▶ [Given problem] How many lines in the records below contain the string "basket", counting only matches with the same case? Reply with the number alone.

--- start Exercise inputs ---

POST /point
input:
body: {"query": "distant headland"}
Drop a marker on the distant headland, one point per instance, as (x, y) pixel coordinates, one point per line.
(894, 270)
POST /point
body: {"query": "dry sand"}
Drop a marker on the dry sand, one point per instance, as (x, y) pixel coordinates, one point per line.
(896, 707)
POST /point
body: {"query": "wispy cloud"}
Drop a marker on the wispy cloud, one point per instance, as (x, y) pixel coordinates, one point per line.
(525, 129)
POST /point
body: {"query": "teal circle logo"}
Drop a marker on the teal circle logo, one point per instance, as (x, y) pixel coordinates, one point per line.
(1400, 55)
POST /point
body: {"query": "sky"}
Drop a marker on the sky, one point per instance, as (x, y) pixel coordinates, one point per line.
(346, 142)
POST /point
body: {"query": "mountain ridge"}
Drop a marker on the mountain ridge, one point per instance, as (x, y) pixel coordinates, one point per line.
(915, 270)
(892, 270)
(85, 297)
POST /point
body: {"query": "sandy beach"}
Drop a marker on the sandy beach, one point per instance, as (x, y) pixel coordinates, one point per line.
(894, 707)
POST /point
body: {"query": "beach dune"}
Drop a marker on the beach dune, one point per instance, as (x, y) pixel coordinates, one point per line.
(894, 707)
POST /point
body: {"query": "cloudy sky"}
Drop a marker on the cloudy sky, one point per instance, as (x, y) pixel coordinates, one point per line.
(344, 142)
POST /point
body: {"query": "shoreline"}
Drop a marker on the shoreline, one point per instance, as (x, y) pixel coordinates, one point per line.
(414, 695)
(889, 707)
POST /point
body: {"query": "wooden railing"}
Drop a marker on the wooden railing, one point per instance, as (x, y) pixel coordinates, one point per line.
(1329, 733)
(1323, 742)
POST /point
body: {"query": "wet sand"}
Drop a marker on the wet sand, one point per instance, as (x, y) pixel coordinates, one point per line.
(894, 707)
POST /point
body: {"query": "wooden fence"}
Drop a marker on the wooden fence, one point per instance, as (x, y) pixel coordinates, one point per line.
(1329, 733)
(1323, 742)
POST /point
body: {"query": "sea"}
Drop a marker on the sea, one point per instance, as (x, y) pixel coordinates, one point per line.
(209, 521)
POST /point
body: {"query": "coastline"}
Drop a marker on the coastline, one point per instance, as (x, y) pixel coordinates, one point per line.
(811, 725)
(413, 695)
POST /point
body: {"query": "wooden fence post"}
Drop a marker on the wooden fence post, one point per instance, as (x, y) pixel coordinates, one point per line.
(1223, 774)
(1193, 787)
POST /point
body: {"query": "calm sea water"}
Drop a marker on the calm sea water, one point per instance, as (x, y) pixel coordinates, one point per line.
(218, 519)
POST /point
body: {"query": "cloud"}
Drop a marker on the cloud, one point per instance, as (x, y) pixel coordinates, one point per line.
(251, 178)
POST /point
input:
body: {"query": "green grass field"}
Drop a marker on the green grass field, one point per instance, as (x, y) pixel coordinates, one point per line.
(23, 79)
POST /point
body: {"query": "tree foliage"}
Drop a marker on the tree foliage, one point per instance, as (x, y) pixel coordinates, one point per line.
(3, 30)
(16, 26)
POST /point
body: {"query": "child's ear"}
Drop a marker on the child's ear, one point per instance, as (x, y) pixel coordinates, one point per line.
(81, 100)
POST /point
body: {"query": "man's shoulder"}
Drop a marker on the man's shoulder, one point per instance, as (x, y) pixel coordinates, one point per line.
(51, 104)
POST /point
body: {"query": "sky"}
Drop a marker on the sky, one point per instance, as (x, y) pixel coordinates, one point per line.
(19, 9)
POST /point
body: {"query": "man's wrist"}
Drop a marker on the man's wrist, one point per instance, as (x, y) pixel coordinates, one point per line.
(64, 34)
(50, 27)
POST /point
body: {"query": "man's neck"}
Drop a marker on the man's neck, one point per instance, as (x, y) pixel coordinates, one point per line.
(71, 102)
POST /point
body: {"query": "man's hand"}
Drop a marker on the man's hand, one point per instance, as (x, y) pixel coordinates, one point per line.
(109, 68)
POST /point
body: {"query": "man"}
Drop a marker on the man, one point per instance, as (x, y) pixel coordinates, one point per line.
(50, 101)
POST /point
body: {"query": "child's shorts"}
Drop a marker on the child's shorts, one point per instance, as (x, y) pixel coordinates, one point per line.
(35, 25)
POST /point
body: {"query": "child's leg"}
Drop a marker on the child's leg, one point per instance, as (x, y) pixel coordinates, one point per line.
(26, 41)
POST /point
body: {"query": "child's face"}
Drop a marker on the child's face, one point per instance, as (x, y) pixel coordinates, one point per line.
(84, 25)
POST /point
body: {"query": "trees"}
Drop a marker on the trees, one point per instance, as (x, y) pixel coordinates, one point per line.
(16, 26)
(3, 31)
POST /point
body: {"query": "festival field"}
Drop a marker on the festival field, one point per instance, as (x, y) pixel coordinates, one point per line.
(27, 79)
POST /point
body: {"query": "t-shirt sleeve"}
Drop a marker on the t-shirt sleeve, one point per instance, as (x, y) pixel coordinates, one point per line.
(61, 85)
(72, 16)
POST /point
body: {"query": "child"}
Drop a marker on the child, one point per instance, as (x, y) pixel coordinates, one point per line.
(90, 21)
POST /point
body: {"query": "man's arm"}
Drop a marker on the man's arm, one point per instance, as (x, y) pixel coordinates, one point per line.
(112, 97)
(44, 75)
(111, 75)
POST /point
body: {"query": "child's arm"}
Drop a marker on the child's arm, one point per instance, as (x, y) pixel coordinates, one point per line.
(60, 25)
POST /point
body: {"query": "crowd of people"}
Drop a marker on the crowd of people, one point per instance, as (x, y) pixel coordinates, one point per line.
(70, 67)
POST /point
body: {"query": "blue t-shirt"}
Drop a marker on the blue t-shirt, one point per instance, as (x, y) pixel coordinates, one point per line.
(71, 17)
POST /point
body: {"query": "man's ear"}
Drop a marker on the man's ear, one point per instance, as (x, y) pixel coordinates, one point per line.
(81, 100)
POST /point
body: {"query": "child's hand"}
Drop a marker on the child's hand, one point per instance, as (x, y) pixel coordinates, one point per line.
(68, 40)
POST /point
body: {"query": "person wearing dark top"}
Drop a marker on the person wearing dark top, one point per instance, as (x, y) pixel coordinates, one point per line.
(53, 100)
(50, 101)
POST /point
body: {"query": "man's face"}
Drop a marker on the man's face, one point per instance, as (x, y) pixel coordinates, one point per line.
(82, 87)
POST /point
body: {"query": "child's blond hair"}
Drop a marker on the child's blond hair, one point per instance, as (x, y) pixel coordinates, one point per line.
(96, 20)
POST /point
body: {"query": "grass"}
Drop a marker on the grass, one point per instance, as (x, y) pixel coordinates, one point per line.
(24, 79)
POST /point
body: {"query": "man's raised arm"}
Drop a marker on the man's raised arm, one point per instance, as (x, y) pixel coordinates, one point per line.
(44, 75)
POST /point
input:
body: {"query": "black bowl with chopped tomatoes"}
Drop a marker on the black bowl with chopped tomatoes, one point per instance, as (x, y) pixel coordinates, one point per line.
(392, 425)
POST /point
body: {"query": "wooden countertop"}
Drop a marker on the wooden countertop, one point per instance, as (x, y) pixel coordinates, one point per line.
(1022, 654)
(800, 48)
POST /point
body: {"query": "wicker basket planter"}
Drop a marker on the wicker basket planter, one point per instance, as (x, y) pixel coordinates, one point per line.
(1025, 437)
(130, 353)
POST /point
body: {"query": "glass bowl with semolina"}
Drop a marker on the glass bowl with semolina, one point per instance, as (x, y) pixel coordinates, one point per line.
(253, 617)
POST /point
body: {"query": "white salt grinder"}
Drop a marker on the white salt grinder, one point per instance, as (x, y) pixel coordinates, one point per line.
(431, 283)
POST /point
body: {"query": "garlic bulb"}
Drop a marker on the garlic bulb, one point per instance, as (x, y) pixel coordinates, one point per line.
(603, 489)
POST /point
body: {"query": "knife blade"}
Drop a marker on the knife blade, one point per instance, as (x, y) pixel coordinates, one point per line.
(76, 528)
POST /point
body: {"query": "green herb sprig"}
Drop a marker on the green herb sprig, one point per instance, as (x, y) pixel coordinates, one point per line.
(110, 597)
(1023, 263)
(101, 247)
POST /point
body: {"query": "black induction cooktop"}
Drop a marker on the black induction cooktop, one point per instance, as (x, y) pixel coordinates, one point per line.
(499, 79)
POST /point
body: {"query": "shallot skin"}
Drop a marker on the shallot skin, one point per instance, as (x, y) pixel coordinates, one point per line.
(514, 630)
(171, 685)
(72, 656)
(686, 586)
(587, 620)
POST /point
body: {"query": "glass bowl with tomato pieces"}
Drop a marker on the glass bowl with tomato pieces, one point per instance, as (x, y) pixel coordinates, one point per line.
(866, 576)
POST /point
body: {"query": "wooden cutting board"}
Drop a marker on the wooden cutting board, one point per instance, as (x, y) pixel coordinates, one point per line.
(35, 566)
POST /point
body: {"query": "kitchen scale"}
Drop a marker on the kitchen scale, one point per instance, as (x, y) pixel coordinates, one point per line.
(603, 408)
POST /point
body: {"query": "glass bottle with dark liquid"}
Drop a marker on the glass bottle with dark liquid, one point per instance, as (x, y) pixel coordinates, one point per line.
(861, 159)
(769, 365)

--- end Exercise inputs ---

▶ [Response to this exercise] 2